:: GIVEN EXERCISE ::
Rewrite every line of the records below as a numbered list, omitting blank lines and leaving out the pictures.

***** EXTRACTED RECORDS

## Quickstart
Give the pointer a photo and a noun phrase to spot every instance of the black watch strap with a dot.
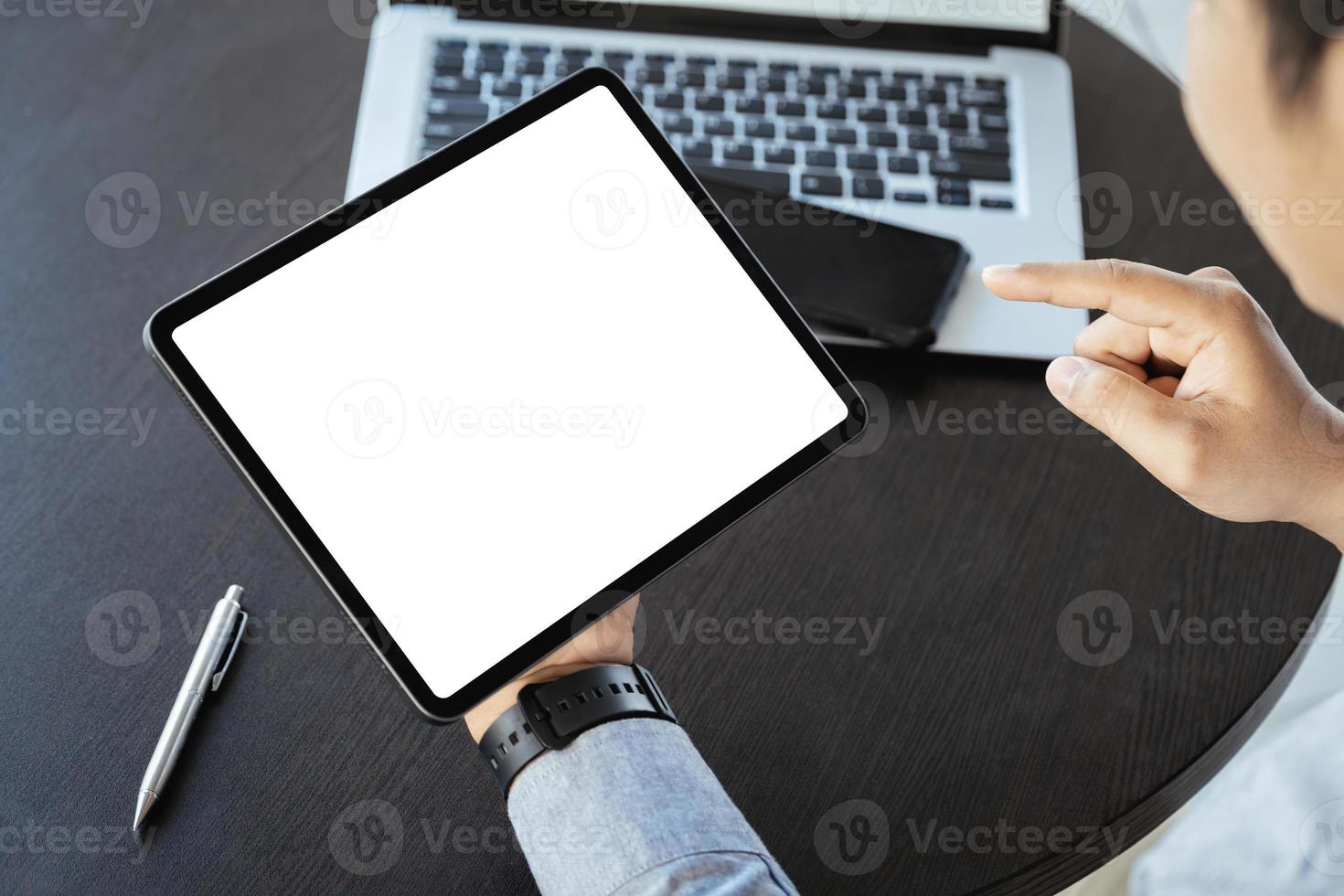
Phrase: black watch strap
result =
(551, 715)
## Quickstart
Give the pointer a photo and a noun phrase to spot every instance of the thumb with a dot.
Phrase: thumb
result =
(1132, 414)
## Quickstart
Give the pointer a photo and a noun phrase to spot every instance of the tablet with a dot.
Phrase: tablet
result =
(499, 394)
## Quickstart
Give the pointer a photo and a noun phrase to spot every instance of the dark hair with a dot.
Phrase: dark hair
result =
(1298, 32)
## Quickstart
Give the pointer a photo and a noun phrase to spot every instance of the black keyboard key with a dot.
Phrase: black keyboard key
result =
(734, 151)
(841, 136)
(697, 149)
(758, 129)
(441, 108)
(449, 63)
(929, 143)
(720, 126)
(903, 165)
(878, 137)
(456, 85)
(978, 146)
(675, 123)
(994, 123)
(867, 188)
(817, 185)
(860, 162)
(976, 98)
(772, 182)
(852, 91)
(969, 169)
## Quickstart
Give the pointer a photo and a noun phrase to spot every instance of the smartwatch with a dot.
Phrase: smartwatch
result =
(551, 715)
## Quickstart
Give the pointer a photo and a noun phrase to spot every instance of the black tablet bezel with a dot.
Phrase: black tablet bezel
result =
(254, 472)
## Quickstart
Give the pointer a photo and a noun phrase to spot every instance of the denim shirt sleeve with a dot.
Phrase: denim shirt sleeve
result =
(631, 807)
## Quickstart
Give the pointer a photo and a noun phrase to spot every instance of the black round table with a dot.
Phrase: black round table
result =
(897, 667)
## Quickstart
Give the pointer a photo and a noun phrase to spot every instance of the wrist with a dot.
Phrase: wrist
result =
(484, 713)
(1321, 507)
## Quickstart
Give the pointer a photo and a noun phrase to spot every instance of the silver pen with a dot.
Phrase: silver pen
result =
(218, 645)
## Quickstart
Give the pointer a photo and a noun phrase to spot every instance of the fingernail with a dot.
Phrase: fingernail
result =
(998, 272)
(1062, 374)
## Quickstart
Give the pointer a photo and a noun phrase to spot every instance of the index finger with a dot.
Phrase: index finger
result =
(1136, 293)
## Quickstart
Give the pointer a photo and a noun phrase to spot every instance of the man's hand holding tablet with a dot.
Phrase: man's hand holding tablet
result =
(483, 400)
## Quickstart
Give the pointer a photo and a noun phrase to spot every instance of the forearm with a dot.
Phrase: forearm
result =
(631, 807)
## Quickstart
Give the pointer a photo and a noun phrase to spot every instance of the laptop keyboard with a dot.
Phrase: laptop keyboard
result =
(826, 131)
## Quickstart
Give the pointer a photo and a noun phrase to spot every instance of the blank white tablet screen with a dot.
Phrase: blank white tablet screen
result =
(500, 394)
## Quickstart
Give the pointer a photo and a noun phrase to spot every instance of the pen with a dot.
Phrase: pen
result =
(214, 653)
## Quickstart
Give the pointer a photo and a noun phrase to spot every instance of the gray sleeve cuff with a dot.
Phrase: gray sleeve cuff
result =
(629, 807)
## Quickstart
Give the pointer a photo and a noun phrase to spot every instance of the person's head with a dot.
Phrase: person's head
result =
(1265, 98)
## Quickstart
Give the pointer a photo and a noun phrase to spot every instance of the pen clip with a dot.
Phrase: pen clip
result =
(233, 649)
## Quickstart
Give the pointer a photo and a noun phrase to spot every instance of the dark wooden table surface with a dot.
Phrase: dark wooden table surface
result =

**********

:: EXERCISE SOLUTION ::
1. ## Quickstart
2. Give the pointer a photo and a noun phrase to spot every instance of the black watch strap with a dot.
3. Phrase: black watch strap
4. result =
5. (551, 715)
6. ## Quickstart
7. Give the pointer a photo and a noun phrase to spot every instance of the thumb with a dot.
8. Phrase: thumb
9. result =
10. (1132, 414)
11. ## Quickstart
12. Give the pointer a photo and a noun phrase to spot every instance of the tablet with a dot.
13. Phrase: tablet
14. result =
15. (499, 394)
16. ## Quickstart
17. Give the pointer a photo and a noun phrase to spot every instance of the dark hair with a dot.
18. Phrase: dark hair
19. result =
20. (1298, 32)
21. ## Quickstart
22. Give the pointer a photo and a noun phrase to spot every instance of the black keyboard key with a dot.
23. Phrase: black keyboard key
24. result =
25. (734, 151)
26. (841, 136)
27. (697, 149)
28. (758, 129)
29. (441, 108)
30. (449, 63)
31. (929, 143)
32. (720, 126)
33. (903, 165)
34. (878, 137)
35. (456, 85)
36. (978, 146)
37. (675, 123)
38. (994, 123)
39. (867, 188)
40. (817, 185)
41. (860, 162)
42. (976, 98)
43. (772, 182)
44. (852, 91)
45. (969, 169)
46. ## Quickstart
47. Give the pointer a photo and a noun phrase to spot every instance of the smartwatch with a dot.
48. Phrase: smartwatch
49. result =
50. (551, 715)
51. ## Quickstart
52. Give the pointer a photo and a noun phrase to spot every instance of the black tablet bezel with a dot.
53. Phrase: black tablet bezel
54. result =
55. (254, 472)
56. ## Quickstart
57. Give the pointer a photo and a noun phrase to spot every instance of the denim shirt sleeve with a dot.
58. Phrase: denim shirt sleeve
59. result =
60. (631, 807)
61. ## Quickstart
62. Give the pointer a photo and a noun phrase to spot every instance of the black round table with a dot.
63. Phrase: black round table
64. result =
65. (897, 667)
66. ## Quickstart
67. Give the pointer a photo and a noun phrase to spot every instance of the wrist with a dot.
68. Phrase: wrist
69. result =
70. (484, 713)
71. (1321, 507)
72. ## Quickstart
73. Give the pointer a photo and a noun phrase to spot every instance of the silver pen with a dot.
74. Phrase: silver pen
75. result =
76. (218, 645)
77. ## Quickstart
78. Give the pointer a photo and a noun phrase to spot every instance of the fingernail with a dot.
79. Phrase: fingernail
80. result =
81. (998, 272)
82. (1062, 374)
83. ## Quickstart
84. Give the pointer a photo and a noun phrase to spot every instance of the index finger with a dot.
85. Phrase: index finger
86. result =
87. (1136, 293)
88. ## Quickstart
89. Give the pointer a photo and a noun phrase to spot every instance of the man's hand holding tablet with a dot.
90. Phrase: man's hand holding tablet
91. result =
92. (483, 400)
93. ## Quickstart
94. Give the pointer a photo and a noun phrase to spot every instance of the forearm with a dot.
95. Phrase: forearm
96. result =
97. (631, 807)
98. ## Quickstart
99. Give the pointer a photo and a noun phrase to spot every instance of the laptop keyboard with a dot.
100. Phrase: laptop keyboard
101. result =
102. (826, 131)
103. ## Quickstart
104. Give the pointer a photo and a noun phrase to spot every instance of the blank white tablet screen with a dot.
105. Phrase: blank white tablet screen
106. result =
107. (500, 394)
108. ## Quickstart
109. Give the pointer a photo and a noun phrase to spot every instance of the pen with a dot.
110. Phrase: pen
111. result =
112. (214, 653)
113. ## Quickstart
114. Give the pointer a photo and a noun phrase to spot every instance of the gray sleeve cuff with a dot.
115. Phrase: gray sleeve cuff
116. result =
117. (629, 807)
118. ## Quickstart
119. Give the pointer a photo and a noun phrase to spot every instance of the person's head with a dot.
120. Phrase: person's head
121. result =
122. (1265, 98)
123. ## Quickstart
124. Give the pointer a photo and a noun phrase to spot every instance of the pen clip with a dot.
125. Phrase: pen clip
126. result =
127. (233, 649)
128. ## Quickstart
129. Give the pointer a photo and a noun phrase to spot every instance of the dark wooden table surface with a dot.
130. Phrase: dark wooden table surface
131. result =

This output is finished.